Segment Open

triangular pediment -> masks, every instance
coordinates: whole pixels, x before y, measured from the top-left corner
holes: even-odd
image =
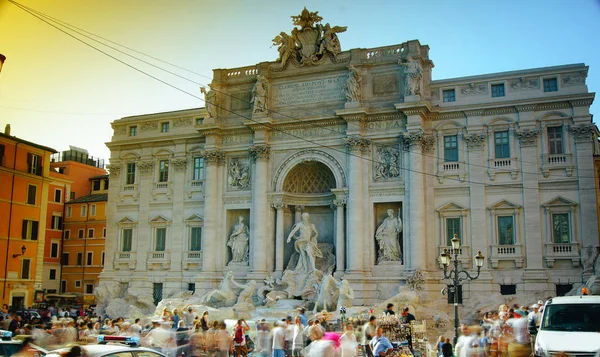
[[[438,212],[456,212],[456,211],[466,211],[467,209],[457,203],[448,202],[443,206],[437,209]]]
[[[194,213],[185,219],[186,222],[204,222],[204,217],[199,215],[198,213]]]
[[[170,222],[165,216],[158,215],[150,220],[151,223],[168,223]]]
[[[544,203],[542,206],[543,207],[558,207],[558,206],[573,207],[573,206],[577,206],[577,202],[571,201],[562,196],[558,196],[558,197],[555,197],[555,198],[551,199],[550,201]]]
[[[133,218],[131,218],[129,216],[125,216],[125,217],[121,218],[117,223],[118,224],[133,224],[133,223],[137,223],[137,222],[134,221]]]
[[[516,203],[507,201],[507,200],[500,200],[489,207],[489,209],[517,209],[517,208],[521,208],[521,206],[519,206]]]

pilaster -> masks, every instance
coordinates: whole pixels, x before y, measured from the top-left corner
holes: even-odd
[[[254,160],[252,184],[252,209],[250,211],[250,268],[255,278],[267,274],[267,238],[269,236],[269,204],[267,198],[268,161],[271,154],[268,145],[250,147],[250,156]]]
[[[202,153],[206,165],[205,196],[204,196],[204,227],[202,229],[202,272],[216,272],[218,254],[218,206],[219,168],[225,164],[225,152],[222,150],[206,150]]]

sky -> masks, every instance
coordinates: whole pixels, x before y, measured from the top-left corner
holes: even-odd
[[[418,39],[430,47],[433,79],[585,63],[600,90],[600,0],[17,0],[118,44],[198,74],[137,57],[207,84],[214,68],[277,59],[271,39],[306,6],[347,26],[343,50]],[[69,31],[70,32],[70,31]],[[72,33],[72,32],[70,32]],[[72,33],[75,36],[79,36]],[[106,53],[199,97],[198,84],[98,45]],[[113,45],[114,46],[114,45]],[[108,159],[110,123],[204,103],[149,78],[0,0],[0,130],[62,151]],[[591,113],[600,110],[598,99]],[[595,119],[600,118],[597,116]]]

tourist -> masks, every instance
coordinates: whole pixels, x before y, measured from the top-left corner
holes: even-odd
[[[131,325],[131,333],[138,337],[142,335],[142,325],[139,318],[135,319],[133,325]]]
[[[306,318],[306,315],[305,315],[306,310],[303,307],[299,307],[298,313],[299,313],[298,316],[300,316],[300,321],[302,322],[302,325],[304,327],[308,326],[308,318]]]
[[[208,312],[207,312],[208,314]],[[183,321],[185,322],[185,327],[192,328],[194,327],[194,320],[196,319],[197,314],[194,312],[194,309],[191,305],[188,305],[187,311],[183,313]],[[208,324],[206,326],[208,330]]]
[[[207,351],[206,348],[206,337],[204,332],[202,331],[202,328],[200,326],[200,324],[196,324],[194,326],[194,331],[192,333],[192,335],[190,336],[190,348],[189,348],[189,352],[190,352],[190,356],[191,357],[200,357],[200,356],[205,356]]]
[[[173,309],[173,316],[171,316],[171,327],[173,330],[176,330],[179,327],[179,321],[181,321],[181,316],[179,316],[179,310]]]
[[[444,343],[446,343],[446,338],[444,336],[440,336],[438,342],[435,344],[435,351],[437,352],[438,356],[442,355],[442,345]]]
[[[385,309],[384,313],[387,315],[396,315],[396,313],[394,312],[394,304],[387,304],[387,308]]]
[[[244,319],[237,321],[233,328],[233,346],[236,356],[248,356],[248,346],[246,345],[246,333],[250,331],[250,326]]]
[[[358,342],[354,334],[354,325],[346,324],[346,331],[340,336],[339,357],[354,357],[358,355]]]
[[[219,333],[219,321],[213,321],[212,326],[205,332],[206,345],[211,356],[216,355],[219,349],[217,334]]]
[[[527,357],[531,354],[531,343],[527,331],[527,317],[523,310],[515,310],[514,317],[506,321],[514,340],[508,344],[510,357]]]
[[[369,346],[370,346],[371,340],[377,334],[375,320],[376,320],[375,316],[371,316],[371,317],[369,317],[369,322],[367,322],[363,326],[362,345],[363,345],[363,350],[365,351],[365,354],[367,355],[367,357],[373,357],[373,351],[371,351],[371,348]]]
[[[227,333],[225,322],[219,323],[219,329],[215,335],[217,341],[217,357],[228,357],[229,351],[232,350],[232,338]]]
[[[442,344],[442,356],[452,357],[452,344],[450,343],[449,338],[446,338],[446,340]]]
[[[256,322],[256,346],[254,356],[270,357],[272,342],[270,340],[269,326],[264,318]]]
[[[200,327],[202,328],[202,331],[204,331],[204,332],[209,330],[210,324],[208,321],[208,311],[204,311],[202,313],[202,317],[200,318]]]
[[[299,357],[301,356],[301,351],[304,348],[304,325],[302,325],[302,319],[300,316],[296,316],[292,328],[292,355]]]
[[[369,343],[373,356],[387,356],[392,351],[393,346],[390,341],[383,335],[383,328],[378,327],[376,335]]]
[[[402,322],[405,324],[410,324],[411,322],[415,321],[415,315],[411,314],[409,311],[408,306],[406,306],[404,309],[402,309]]]
[[[285,329],[285,355],[291,356],[294,342],[294,324],[292,323],[292,317],[287,316],[284,320]]]
[[[285,357],[285,329],[280,321],[273,325],[273,357]]]
[[[160,327],[148,332],[141,342],[144,346],[168,355],[169,349],[175,344],[175,333],[171,330],[171,323],[169,321],[161,321]]]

Segment Closed

Problem requirements
An exact transcription of the material is required, without any pictures.

Result of the exercise
triangular pediment -> masks, every instance
coordinates: whole pixels, x before y, measured from the top-left corner
holes: even-odd
image =
[[[438,212],[456,212],[456,211],[466,211],[467,209],[457,203],[448,202],[443,206],[437,209]]]
[[[194,213],[185,219],[186,222],[204,222],[204,217],[199,215],[198,213]]]
[[[170,222],[165,216],[158,215],[150,220],[151,223],[168,223]]]
[[[544,203],[542,206],[543,207],[558,207],[558,206],[573,207],[573,206],[577,206],[577,202],[571,201],[562,196],[558,196],[558,197],[555,197],[555,198],[551,199],[550,201]]]
[[[133,218],[131,218],[129,216],[125,216],[125,217],[121,218],[117,223],[118,224],[133,224],[133,223],[137,223],[137,222],[134,221]]]
[[[516,203],[507,201],[507,200],[500,200],[489,207],[489,209],[517,209],[517,208],[521,208],[521,206],[519,206]]]

pilaster -> masks, every instance
coordinates: whole pixels, x before y, measured from the top-left corner
holes: even-odd
[[[254,160],[252,184],[252,209],[250,211],[250,268],[255,278],[267,274],[267,238],[269,236],[269,204],[267,198],[268,161],[271,154],[268,145],[250,147],[250,156]]]
[[[202,153],[206,165],[205,196],[204,196],[204,227],[202,229],[202,272],[216,272],[218,254],[218,206],[219,168],[225,164],[225,152],[222,150],[206,150]]]

sky -> masks, every instance
coordinates: whole pixels, x before y, measured from the top-left corner
holes: even-odd
[[[418,39],[430,47],[433,79],[585,63],[600,90],[600,0],[17,0],[118,44],[198,74],[137,57],[207,84],[214,68],[277,59],[271,39],[306,6],[347,26],[343,50]],[[69,31],[70,32],[70,31]],[[72,33],[72,32],[70,32]],[[72,33],[75,36],[79,36]],[[106,53],[199,97],[198,84],[98,45]],[[113,45],[114,46],[114,45]],[[108,159],[110,123],[204,103],[149,78],[0,0],[0,130],[62,151]],[[591,113],[600,110],[598,99]],[[595,119],[600,118],[597,116]]]

tourist -> masks, every instance
coordinates: whole pixels, x before y, measured from the top-left corner
holes: even-odd
[[[131,325],[131,333],[138,337],[142,335],[142,325],[139,318],[135,319],[133,325]]]
[[[306,318],[306,315],[305,315],[306,310],[303,307],[299,307],[298,313],[299,313],[298,316],[300,316],[300,321],[302,322],[302,325],[304,327],[308,326],[308,318]]]
[[[208,312],[207,312],[208,314]],[[183,321],[185,322],[185,327],[192,328],[194,327],[194,320],[196,319],[197,314],[194,312],[194,309],[191,305],[188,305],[187,311],[183,313]],[[208,324],[206,326],[208,330]]]
[[[207,351],[206,348],[206,337],[204,332],[202,331],[202,328],[200,326],[200,324],[196,324],[194,326],[194,331],[192,333],[192,335],[190,336],[190,348],[189,348],[189,352],[190,352],[190,356],[191,357],[200,357],[200,356],[205,356]]]
[[[173,309],[173,316],[171,316],[171,327],[173,330],[176,330],[179,327],[179,321],[181,321],[181,316],[179,316],[179,310]]]
[[[444,343],[446,343],[446,338],[444,336],[440,336],[438,342],[435,344],[435,351],[437,352],[438,356],[442,355],[442,345]]]
[[[385,309],[384,313],[387,315],[396,315],[396,313],[394,312],[394,304],[387,304],[387,308]]]
[[[244,319],[237,321],[233,328],[233,346],[236,356],[248,356],[248,346],[246,345],[246,333],[250,331],[250,326]]]
[[[358,342],[354,334],[354,325],[346,324],[346,331],[340,336],[339,357],[354,357],[358,355]]]
[[[219,333],[219,321],[213,321],[212,326],[205,332],[206,345],[211,356],[216,355],[219,349],[217,334]]]
[[[527,357],[531,354],[531,343],[527,331],[527,317],[523,310],[515,310],[514,317],[506,321],[514,340],[508,344],[510,357]]]
[[[369,346],[370,346],[371,340],[377,334],[375,320],[376,320],[375,316],[371,316],[371,317],[369,317],[369,322],[367,322],[363,326],[362,345],[363,345],[363,350],[365,351],[365,354],[367,355],[367,357],[373,357],[373,351],[371,351],[371,348]]]
[[[227,333],[225,322],[219,323],[219,329],[215,335],[217,341],[217,357],[228,357],[229,351],[232,350],[232,338]]]
[[[442,344],[442,356],[452,357],[452,344],[450,343],[449,338],[446,338],[446,340]]]
[[[256,322],[256,346],[254,356],[270,357],[272,342],[270,340],[269,326],[264,318]]]
[[[200,327],[202,328],[202,331],[204,331],[204,332],[209,330],[210,324],[208,321],[208,311],[204,311],[202,313],[202,317],[200,318]]]
[[[299,357],[301,356],[301,351],[304,348],[304,325],[302,325],[302,319],[300,316],[296,316],[292,328],[292,355]]]
[[[369,343],[373,356],[387,356],[392,351],[393,346],[390,341],[383,335],[383,328],[378,327],[376,335]]]
[[[402,322],[405,324],[410,324],[411,322],[415,321],[415,315],[411,314],[409,311],[408,306],[406,306],[404,309],[402,309]]]
[[[285,329],[285,355],[291,356],[294,342],[294,324],[292,323],[292,317],[287,316],[284,320]]]
[[[285,357],[285,329],[280,321],[273,325],[273,357]]]
[[[160,327],[148,332],[141,342],[144,346],[168,355],[169,349],[175,344],[175,333],[171,330],[171,323],[169,321],[161,321]]]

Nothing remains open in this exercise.